● **TASK STATEMENT**: Search each line of the data for the word "wall"; copy every line where it is found.

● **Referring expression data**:
[Start of section]

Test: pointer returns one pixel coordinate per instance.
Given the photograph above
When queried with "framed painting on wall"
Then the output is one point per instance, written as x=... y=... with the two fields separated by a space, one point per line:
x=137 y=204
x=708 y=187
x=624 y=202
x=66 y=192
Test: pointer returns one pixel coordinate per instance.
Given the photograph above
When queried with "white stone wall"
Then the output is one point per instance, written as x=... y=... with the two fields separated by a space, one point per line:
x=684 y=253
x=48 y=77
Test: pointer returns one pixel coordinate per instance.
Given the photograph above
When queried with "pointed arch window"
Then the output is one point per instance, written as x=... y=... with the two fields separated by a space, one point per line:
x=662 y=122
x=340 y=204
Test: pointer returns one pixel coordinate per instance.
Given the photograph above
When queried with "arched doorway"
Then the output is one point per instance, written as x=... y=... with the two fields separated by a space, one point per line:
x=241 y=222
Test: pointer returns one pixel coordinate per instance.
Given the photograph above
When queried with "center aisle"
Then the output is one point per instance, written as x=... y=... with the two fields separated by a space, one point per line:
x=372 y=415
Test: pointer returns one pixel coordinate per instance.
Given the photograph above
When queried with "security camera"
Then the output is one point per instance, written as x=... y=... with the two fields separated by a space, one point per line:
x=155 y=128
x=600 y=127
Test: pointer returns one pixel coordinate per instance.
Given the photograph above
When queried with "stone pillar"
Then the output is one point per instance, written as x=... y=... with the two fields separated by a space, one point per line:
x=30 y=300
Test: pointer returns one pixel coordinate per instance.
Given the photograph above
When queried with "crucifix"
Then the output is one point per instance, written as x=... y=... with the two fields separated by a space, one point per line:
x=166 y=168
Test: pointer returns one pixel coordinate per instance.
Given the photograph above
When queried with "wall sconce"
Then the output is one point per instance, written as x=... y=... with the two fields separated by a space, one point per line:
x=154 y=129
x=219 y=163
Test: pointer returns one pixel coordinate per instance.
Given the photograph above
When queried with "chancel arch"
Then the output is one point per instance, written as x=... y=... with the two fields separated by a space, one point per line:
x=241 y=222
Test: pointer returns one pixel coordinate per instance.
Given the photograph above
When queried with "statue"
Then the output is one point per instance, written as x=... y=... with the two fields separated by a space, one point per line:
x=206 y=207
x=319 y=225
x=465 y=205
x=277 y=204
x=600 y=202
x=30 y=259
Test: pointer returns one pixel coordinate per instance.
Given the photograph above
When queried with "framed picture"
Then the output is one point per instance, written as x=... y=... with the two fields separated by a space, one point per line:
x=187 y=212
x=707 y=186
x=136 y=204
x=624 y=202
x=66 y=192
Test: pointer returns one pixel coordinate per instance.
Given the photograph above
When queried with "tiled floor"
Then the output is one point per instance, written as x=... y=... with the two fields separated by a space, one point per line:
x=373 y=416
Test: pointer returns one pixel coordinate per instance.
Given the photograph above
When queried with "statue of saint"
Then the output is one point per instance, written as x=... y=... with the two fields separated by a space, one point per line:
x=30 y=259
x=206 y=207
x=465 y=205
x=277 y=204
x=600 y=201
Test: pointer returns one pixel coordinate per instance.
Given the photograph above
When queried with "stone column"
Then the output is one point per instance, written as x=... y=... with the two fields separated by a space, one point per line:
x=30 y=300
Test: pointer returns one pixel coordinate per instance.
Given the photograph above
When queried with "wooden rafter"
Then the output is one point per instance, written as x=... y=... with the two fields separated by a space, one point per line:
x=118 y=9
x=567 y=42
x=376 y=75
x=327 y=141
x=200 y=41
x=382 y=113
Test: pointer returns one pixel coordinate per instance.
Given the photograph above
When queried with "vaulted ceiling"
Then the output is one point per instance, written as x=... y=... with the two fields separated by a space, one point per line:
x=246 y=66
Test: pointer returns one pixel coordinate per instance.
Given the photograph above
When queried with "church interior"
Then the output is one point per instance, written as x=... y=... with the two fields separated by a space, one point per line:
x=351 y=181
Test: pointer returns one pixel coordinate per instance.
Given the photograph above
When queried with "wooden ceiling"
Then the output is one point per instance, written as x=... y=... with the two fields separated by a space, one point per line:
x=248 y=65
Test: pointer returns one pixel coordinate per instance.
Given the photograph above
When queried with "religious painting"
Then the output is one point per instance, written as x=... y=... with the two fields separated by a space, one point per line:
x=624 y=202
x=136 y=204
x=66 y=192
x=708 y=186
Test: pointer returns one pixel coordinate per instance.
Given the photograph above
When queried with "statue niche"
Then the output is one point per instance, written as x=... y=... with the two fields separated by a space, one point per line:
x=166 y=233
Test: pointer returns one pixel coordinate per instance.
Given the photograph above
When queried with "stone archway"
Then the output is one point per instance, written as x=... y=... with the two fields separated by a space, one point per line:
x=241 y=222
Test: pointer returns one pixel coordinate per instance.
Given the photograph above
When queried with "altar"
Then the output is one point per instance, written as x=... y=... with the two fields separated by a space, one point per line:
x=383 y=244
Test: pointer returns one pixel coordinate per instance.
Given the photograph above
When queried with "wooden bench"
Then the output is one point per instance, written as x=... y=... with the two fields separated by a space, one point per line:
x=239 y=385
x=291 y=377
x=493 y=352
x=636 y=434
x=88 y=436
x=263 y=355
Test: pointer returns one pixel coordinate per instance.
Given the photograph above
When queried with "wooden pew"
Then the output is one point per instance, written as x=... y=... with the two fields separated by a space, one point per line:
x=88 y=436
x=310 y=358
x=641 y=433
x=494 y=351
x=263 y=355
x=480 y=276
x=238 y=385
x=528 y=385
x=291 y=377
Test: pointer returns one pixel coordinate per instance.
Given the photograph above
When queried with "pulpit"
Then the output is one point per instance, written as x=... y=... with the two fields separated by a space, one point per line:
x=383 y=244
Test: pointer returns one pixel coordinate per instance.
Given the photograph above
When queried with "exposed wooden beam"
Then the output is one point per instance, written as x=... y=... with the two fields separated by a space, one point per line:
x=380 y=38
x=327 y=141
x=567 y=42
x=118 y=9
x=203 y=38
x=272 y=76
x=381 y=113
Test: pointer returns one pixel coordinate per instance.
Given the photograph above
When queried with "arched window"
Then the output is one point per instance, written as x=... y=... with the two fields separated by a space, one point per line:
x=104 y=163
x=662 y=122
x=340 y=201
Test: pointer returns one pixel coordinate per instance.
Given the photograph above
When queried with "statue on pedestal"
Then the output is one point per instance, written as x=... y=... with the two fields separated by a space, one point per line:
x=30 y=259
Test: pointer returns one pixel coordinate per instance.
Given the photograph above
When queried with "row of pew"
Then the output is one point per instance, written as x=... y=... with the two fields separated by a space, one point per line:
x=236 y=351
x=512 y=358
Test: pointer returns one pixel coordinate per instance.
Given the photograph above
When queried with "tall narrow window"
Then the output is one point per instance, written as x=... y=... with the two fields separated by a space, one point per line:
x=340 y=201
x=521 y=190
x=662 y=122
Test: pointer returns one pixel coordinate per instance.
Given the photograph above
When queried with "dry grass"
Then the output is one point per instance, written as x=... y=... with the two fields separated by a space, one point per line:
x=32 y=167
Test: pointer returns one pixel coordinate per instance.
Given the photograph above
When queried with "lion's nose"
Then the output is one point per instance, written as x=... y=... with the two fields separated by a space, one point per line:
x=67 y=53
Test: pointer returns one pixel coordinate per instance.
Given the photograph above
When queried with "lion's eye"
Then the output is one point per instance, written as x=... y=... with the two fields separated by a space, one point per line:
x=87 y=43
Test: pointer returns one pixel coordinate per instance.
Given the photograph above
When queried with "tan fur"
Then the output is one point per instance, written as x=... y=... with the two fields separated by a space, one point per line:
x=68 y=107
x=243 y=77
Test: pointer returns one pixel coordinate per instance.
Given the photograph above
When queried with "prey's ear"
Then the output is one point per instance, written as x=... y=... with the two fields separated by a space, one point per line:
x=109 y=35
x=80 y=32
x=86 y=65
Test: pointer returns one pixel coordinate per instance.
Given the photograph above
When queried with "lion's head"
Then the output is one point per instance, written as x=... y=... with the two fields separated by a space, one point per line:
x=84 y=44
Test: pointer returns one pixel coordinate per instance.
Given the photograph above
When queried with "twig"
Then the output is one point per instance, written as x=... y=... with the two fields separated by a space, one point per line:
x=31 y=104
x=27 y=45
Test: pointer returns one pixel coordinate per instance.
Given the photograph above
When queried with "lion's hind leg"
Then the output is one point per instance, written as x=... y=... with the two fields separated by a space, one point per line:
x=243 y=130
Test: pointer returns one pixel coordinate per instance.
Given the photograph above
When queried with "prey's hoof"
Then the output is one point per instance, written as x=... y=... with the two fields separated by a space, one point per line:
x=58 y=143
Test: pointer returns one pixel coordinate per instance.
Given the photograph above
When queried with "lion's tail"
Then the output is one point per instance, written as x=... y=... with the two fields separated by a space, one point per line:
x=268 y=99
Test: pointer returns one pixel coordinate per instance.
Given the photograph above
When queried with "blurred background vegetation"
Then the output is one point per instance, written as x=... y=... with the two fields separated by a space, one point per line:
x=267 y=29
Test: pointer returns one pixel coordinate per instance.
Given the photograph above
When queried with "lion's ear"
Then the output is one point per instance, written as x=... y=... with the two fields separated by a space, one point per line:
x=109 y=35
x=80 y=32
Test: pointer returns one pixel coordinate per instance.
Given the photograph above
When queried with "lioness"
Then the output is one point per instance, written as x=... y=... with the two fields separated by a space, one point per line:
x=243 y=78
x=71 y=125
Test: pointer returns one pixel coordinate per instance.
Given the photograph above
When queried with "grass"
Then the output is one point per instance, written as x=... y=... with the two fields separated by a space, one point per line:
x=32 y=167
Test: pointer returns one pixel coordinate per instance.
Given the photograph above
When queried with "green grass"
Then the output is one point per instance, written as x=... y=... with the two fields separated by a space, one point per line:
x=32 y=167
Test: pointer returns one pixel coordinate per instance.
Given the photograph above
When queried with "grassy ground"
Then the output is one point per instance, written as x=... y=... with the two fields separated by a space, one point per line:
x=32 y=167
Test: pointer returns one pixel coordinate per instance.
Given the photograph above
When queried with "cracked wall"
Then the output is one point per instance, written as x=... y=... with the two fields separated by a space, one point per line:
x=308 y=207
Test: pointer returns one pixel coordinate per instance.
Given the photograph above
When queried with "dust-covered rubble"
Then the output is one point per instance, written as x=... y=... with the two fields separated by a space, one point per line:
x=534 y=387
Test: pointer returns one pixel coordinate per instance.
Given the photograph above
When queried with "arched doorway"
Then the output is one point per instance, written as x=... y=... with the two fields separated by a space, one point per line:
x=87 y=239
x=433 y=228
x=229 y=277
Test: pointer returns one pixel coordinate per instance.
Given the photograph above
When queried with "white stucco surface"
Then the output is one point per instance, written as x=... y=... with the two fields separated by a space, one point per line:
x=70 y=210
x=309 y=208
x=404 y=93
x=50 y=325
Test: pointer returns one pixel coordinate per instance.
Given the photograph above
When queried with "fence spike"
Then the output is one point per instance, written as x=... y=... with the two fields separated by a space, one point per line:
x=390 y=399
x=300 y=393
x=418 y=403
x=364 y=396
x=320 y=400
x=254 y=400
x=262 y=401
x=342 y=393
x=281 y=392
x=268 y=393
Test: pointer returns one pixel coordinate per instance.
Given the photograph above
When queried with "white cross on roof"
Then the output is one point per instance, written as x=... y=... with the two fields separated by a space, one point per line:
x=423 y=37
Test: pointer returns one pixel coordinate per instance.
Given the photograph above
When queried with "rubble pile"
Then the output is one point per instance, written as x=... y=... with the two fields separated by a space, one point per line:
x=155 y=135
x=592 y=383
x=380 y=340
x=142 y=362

[End of section]

● **ANSWER TO THE EXERCISE**:
When queried with "framed painting on wall"
When queried with "white stone wall"
When queried with "wall sconce"
When queried with "cracked wall"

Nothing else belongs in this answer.